■ **What you need to do**
Repeat the entries below exactly and in full.

■ **Data shown**
++++++++++++++++++++
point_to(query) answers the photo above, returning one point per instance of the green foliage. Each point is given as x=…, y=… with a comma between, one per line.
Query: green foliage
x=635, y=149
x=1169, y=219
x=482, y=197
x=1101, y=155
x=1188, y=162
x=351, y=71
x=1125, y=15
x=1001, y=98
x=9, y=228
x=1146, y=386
++++++++++++++++++++
■ **Task response**
point_to(query) answers the photo above, returning one point per instance of the green foliage. Each point is given as x=…, y=… with a comma between, one per line.
Query: green foliage
x=635, y=149
x=1169, y=219
x=482, y=197
x=1101, y=155
x=1188, y=162
x=351, y=71
x=1125, y=15
x=1001, y=98
x=9, y=228
x=1146, y=386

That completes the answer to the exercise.